課題
#1 本文によると、クレジットカードの解約手続きは何だけで完了しますか?
#2 リストから「segment」という文字列を含む行をすべて抜き出してください。

相続後、悪用のリスクを回避したい、免許証返納手続きとクレジットカードの解約手続き【相続専門税理士が解説】
相続発生時、相続人が対処に悩むものに、故人の免許証やクレジットカードがあります。いずれも悪用のリスクを回避するため、慎重な対応が求められます。相続専門税理士の岸田康雄氏がやさしく解説していきます。 【早見表】年金に頼らず「夫婦で100歳まで生きる」ための貯蓄額
亡くなった人の免許証の返納手続き、どうすればいいの?
亡くなった人の運転免許証は法律上返納義務はありません。返納しなかったからといってペナルティがあるわけではないのですが、免許証は身分証明書としても一般的に使用されているため、万が一盗難された場合に悪用されるリスクがあります。そのことから返納することが望ましいといえます。 遺族が希望すれば、免許証にパンチ穴を開けて無効とわかる状態にしたうえで、手元に残しておくことができます。免許証を手放したくないからといって返納手続きを控える必要はありません。 亡くなった人の免許証、免許証の持ち主が亡くなったことがわかる書類が必要です。死亡診断書や死亡後に取得した戸籍謄本の写しなどですね。あとは届け出る人の身分証明書と認印をそろえてください。
クレジットカードの未払い金、解約遅れで遅延損害金の可能性も
クレジットカードは、保有者が亡くなったときにカード会社との契約が終了となり、カード自体が無効となります。しかし遺族がカード会社に連絡をしない限り、カード会社は保有者が亡くなったという情報を把握できないため、カードは有効なままとなっています。 連絡を忘れて放置していると、年会費が引き落とされますし、万が一盗難にあった場合は、不正使用される可能性もあります。 利用停止にならないからといって、遺族がそのままクレジットカードを使うことはカード規約違反となります。クレジットカードは亡くなった保有者に代わり、遺族が解約する必要があるのです。 クレジットカードの解約手続きは、電話だけで完了します。ですが、遺族が本人に代わって解約するため、死亡診断書か死亡後に取得した戸籍謄本の写しの送付を求められる場合があります。 クレジットカードの未払いは「債務」として相続人に支払い義務が発生します。通常は相続発生後に残額の一括支払いをカード会社から求められます。手続きが遅れると、カード会社によっては遅延損害金がかかってしまう場合もあるため、なるべく早く処理をすることが必要です。

リスト
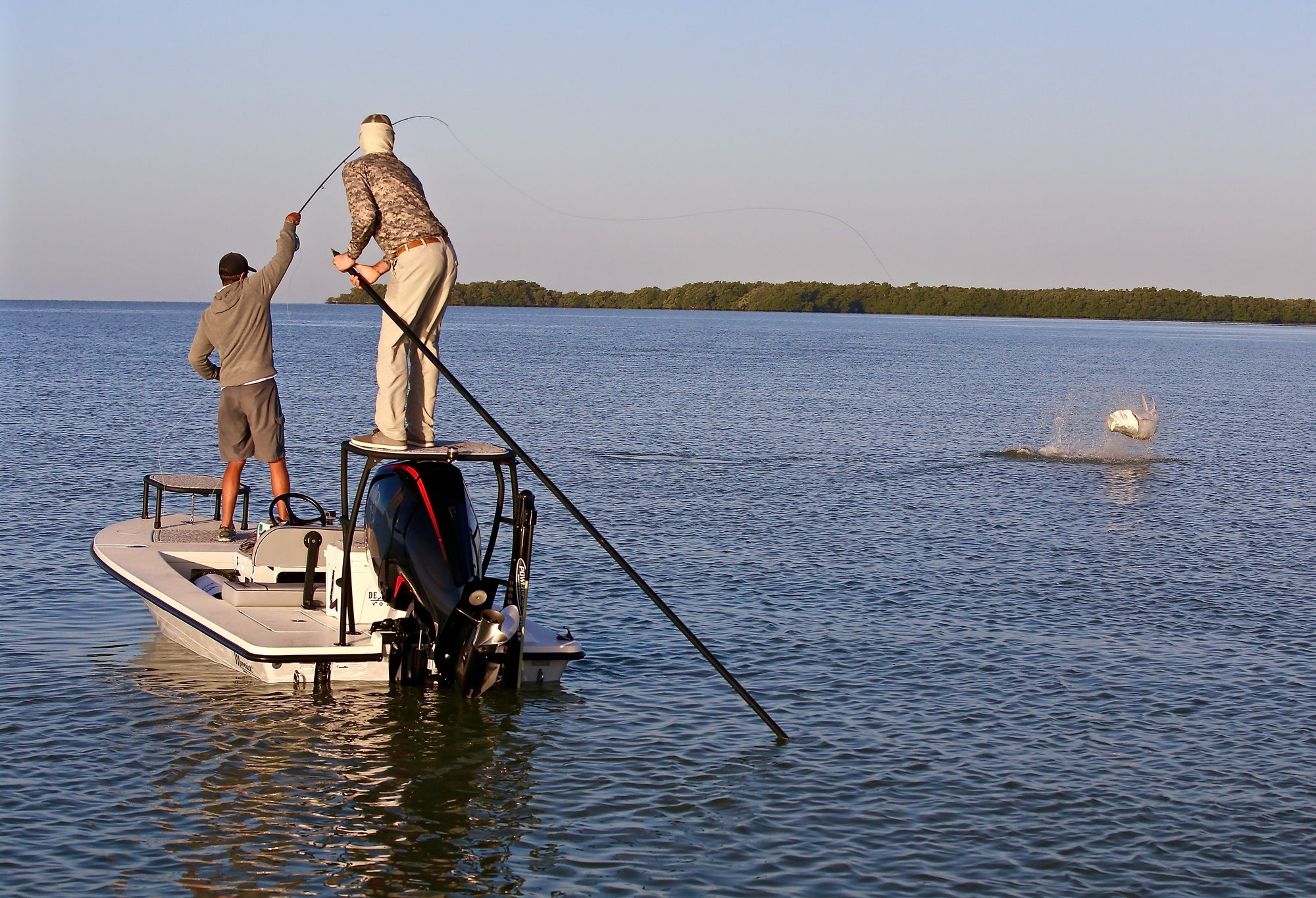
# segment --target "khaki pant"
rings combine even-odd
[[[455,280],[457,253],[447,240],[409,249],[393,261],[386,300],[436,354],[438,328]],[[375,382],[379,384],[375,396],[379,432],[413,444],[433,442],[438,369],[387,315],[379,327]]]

==

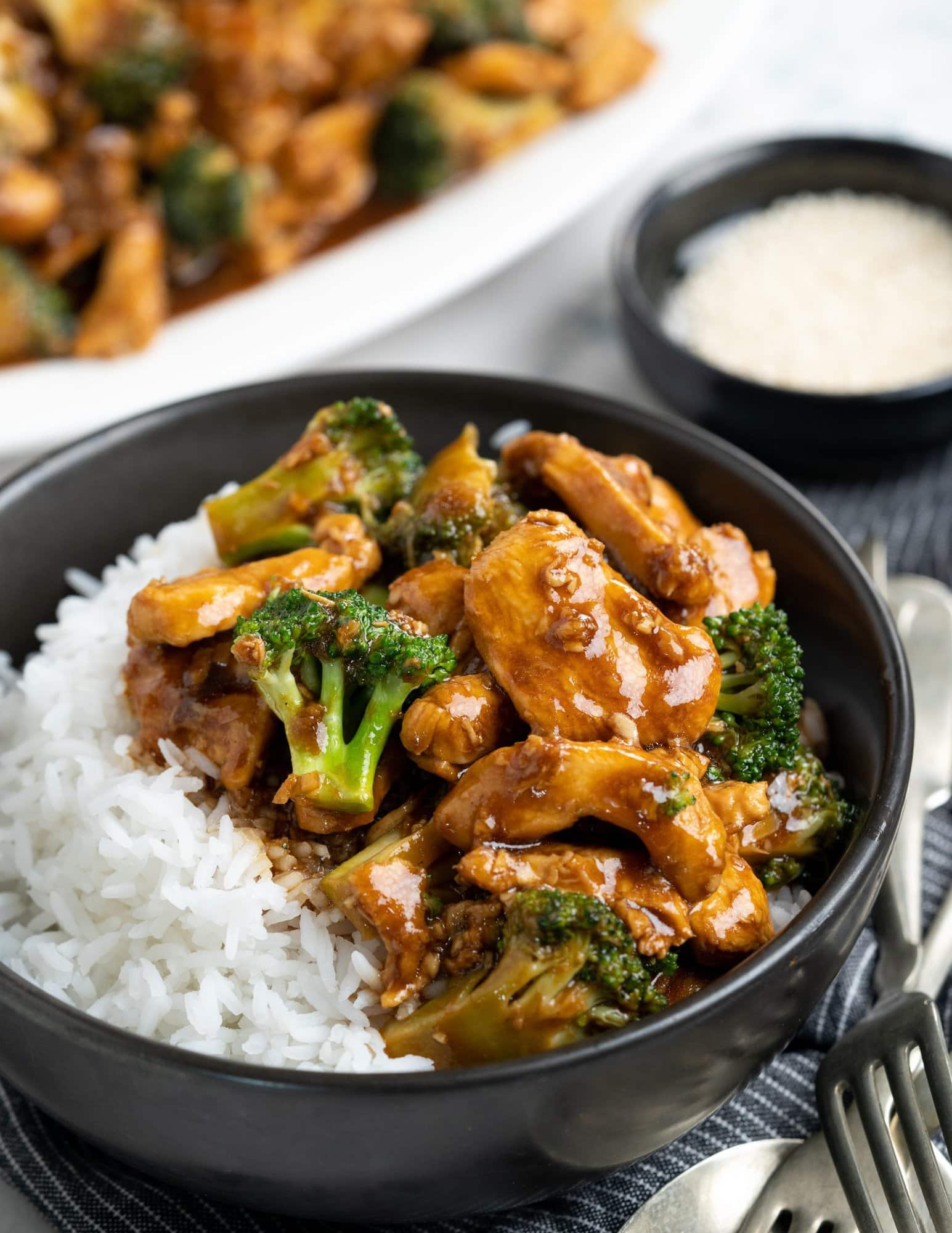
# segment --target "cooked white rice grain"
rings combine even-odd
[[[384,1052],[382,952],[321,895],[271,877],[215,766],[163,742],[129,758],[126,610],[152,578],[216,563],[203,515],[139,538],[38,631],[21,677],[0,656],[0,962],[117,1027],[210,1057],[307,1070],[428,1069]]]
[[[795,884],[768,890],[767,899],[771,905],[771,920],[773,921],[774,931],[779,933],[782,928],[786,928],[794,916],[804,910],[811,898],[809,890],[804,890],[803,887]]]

解答
#1 電話だけで完了します。

#2
# segment --target "khaki pant"
# segment --target "cooked white rice grain"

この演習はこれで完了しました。